=== Section Start ===
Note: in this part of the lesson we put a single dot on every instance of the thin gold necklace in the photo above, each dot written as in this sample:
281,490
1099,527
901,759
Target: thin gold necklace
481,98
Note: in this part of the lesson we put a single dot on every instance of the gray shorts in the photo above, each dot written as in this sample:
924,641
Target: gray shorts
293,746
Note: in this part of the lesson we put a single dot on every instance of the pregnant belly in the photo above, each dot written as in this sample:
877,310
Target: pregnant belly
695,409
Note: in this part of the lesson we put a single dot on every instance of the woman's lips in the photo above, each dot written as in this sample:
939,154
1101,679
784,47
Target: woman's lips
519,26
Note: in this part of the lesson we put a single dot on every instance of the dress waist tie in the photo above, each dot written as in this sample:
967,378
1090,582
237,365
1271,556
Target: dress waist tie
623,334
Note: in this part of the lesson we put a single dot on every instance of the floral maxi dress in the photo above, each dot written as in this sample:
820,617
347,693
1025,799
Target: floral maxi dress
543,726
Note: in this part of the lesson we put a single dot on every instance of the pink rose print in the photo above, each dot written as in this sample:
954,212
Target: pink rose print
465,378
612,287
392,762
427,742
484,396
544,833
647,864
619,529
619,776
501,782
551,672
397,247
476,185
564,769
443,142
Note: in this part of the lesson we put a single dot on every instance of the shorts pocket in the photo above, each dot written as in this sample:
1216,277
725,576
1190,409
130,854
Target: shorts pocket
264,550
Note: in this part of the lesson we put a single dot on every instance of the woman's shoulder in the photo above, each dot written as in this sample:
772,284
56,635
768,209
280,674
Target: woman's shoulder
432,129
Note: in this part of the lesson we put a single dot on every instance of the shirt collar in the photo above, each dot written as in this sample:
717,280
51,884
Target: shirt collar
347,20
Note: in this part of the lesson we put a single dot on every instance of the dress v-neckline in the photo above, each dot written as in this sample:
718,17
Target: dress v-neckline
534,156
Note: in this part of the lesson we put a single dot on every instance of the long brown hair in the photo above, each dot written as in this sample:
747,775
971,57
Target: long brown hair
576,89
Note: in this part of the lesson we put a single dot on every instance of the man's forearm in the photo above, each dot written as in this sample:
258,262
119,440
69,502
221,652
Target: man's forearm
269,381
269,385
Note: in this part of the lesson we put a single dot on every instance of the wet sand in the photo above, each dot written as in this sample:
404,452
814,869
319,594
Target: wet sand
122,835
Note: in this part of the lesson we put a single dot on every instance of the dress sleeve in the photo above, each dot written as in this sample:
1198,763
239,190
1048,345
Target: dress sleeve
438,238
=== Section End ===
▸ **Your assignment**
Only the lines from the one holding "the dress sleeve" to the end of the entries above belong in the answer, each copied exactly.

▸ **Solution to this task**
Note: in this part of the lesson we put a single dot on every instance of the dress sleeve in the photo above, each dot written as in this sample:
1198,763
239,190
1048,345
Target: dress sleeve
438,238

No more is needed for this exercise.